§ WHAT THE TASK ASKS: From the passage about the Buffalo Bills' 2014 season, return word for word the part that opens with the words containing "The 2014 NFL" and closes with "very good year.".

§ STUDY TEXT:
================
The Week 5 last-second upset of Detroit—Wilson’s hometown and longtime residence—on the final weekend the family would own the team was the stuff of storybooks. And who can forget that November storm that dumped more than six feet of snow on parts of the Buffalo area, turning the Bills’ stadium into Ice Station Zebra and necessitating the Jets game be moved to Detroit in Week 12? Once again, the Bills won in Motown, and then they followed up that impressive showing with an even better one, knocking off the mighty Packers—winners of five straight in dominating fashion—to climb to 8-6 and into AFC wild-card contention. A Week 17 victory over the division-champion Patriots, the Bills’ first win in Foxboro since 2000, capped the solid step forward Buffalo made this year.

For a franchise that has enjoyed just one other winning season amid the gloom and doom of eight last-place finishes these past 15 years, the 2014 Bills offered hope that a brighter day is finally on its way to the shores of Lake Erie. With a defense that made the likes of Peyton Manning and Aaron Rodgers look downright ordinary, the Bills put up a fight from start to finish, and Doug Marrone’s team proved it would do its part to usher in a new era of Buffalo football. These were not the same old Bills, and there was no mid-season swoon and descent into irrelevance. Buffalo didn’t go away, and the Bills signaled they’re here to stay, with the club’s annual Toronto series ending and the ticking clock that was the threat of relocation being unplugged for good.

• Also on The MMQB: The Snow Couldn’t Stop the Bills, and Neither Could the Jets

Buffalo may only be the 52nd-largest TV market—and the second least populated among NFL cities, besting only small-town Green Bay—but the Bills cemented themselves as an institution in 2014. Kelly’s grit and determination set the tone, and the rest of the region followed suit.

The 2014 NFL season won’t be remembered fondly by many people, what with its litany of depressing off-field developments and unwanted headlines. But in Buffalo, for a change, it was a very good year.
================
§ Recorded data:

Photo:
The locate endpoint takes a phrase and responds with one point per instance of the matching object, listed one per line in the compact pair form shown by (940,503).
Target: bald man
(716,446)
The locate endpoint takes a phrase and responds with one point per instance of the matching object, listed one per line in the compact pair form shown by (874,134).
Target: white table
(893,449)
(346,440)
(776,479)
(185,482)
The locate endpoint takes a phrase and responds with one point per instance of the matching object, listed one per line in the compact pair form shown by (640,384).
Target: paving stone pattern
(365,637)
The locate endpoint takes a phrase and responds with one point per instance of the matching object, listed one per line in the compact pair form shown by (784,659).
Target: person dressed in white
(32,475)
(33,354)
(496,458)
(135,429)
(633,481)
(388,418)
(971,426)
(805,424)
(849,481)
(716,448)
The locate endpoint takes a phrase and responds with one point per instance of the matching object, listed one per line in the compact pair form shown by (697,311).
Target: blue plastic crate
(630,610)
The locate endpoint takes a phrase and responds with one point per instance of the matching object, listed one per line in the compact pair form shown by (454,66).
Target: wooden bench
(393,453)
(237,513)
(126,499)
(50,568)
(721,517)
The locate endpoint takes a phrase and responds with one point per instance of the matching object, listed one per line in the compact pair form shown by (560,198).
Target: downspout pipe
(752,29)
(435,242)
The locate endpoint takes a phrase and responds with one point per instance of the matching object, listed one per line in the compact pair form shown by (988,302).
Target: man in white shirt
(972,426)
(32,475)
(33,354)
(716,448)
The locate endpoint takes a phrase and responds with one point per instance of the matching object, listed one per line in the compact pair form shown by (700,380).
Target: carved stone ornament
================
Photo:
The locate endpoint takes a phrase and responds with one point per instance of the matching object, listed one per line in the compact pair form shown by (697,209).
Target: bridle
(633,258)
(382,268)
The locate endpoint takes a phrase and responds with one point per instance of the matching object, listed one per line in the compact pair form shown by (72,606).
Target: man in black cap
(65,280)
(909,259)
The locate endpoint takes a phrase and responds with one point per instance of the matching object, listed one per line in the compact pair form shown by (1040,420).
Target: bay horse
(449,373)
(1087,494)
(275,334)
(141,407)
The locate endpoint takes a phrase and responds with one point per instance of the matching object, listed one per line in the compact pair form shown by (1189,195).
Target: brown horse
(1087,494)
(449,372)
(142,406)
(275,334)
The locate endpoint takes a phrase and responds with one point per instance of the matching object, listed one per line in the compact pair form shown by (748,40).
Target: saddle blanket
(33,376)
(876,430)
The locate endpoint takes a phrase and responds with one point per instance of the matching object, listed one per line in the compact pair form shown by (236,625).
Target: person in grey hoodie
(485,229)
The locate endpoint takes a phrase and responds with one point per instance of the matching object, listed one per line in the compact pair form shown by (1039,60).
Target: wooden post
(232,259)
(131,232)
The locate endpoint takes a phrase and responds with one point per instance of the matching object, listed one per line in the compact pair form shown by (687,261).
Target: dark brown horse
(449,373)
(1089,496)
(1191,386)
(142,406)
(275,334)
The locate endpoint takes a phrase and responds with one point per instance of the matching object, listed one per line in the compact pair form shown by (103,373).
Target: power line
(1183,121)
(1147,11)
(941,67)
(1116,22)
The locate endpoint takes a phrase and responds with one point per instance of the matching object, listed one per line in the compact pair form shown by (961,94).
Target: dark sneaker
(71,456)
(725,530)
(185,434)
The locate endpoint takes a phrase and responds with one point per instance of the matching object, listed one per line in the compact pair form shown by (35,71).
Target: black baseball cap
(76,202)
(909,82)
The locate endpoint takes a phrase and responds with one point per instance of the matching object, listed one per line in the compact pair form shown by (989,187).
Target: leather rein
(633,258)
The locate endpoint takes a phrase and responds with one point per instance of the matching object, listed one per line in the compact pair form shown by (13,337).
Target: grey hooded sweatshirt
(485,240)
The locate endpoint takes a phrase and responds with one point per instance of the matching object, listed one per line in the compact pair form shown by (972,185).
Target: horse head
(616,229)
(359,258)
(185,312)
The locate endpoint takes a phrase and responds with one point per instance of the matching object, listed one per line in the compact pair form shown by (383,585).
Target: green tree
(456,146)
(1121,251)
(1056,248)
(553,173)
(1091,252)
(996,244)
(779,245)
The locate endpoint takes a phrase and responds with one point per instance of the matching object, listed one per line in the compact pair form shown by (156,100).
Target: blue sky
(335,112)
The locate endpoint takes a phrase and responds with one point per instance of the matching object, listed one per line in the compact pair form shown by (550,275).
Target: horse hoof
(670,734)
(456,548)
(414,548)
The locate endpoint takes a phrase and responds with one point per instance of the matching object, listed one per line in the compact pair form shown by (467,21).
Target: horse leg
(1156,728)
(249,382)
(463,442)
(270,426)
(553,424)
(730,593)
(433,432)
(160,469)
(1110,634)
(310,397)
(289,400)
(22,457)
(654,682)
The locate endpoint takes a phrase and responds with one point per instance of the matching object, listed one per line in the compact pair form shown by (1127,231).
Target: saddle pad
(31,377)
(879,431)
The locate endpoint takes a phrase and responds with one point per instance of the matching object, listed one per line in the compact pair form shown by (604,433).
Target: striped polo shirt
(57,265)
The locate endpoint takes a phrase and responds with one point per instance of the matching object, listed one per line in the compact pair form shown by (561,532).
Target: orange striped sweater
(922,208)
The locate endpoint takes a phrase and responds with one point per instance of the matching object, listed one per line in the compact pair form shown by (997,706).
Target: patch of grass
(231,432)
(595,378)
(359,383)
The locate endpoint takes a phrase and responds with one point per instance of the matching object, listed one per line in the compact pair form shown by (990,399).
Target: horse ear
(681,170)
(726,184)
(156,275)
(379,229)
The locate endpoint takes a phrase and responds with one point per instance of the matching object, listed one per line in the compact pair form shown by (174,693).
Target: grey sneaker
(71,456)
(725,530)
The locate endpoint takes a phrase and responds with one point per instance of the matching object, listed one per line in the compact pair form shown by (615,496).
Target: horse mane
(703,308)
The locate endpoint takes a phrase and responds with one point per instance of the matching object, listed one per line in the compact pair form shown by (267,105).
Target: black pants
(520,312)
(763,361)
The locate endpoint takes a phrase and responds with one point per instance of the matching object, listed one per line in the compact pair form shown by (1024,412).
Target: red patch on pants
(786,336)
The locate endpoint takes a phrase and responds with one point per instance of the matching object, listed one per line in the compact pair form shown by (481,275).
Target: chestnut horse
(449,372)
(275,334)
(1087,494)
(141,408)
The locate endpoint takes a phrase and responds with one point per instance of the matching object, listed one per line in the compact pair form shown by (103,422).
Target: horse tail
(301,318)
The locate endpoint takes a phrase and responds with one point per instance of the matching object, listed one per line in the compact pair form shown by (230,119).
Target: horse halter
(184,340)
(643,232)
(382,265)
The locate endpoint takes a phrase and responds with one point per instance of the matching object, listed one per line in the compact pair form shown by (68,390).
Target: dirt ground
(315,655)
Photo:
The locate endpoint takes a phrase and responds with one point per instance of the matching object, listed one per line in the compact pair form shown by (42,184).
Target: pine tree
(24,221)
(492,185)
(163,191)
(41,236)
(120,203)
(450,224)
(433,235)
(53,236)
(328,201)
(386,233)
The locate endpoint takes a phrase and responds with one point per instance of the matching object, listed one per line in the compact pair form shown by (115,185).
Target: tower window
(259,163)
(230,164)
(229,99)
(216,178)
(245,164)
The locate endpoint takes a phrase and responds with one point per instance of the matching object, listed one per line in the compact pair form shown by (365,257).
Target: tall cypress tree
================
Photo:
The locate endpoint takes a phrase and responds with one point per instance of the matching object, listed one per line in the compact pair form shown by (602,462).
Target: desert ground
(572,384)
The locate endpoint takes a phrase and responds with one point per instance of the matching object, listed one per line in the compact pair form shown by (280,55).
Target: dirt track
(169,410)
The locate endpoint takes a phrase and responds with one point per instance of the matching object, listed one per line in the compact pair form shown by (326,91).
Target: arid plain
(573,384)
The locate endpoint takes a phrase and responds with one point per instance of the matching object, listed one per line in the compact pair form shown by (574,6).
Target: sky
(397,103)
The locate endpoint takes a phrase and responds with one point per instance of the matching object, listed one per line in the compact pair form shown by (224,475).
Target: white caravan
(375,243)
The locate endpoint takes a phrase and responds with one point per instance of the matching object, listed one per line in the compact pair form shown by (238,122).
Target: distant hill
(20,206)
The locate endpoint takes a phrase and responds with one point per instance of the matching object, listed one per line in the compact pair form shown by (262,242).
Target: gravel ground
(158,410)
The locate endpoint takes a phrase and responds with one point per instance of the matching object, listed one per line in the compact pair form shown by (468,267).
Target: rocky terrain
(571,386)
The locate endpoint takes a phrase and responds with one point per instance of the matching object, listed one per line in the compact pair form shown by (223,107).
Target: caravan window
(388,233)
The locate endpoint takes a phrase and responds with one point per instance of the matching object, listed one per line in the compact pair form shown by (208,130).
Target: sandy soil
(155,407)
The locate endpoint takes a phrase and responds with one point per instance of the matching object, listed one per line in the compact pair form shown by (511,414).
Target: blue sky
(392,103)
================
§ RESPONSE BELOW:
The 2014 NFL season won’t be remembered fondly by many people, what with its litany of depressing off-field developments and unwanted headlines. But in Buffalo, for a change, it was a very good year.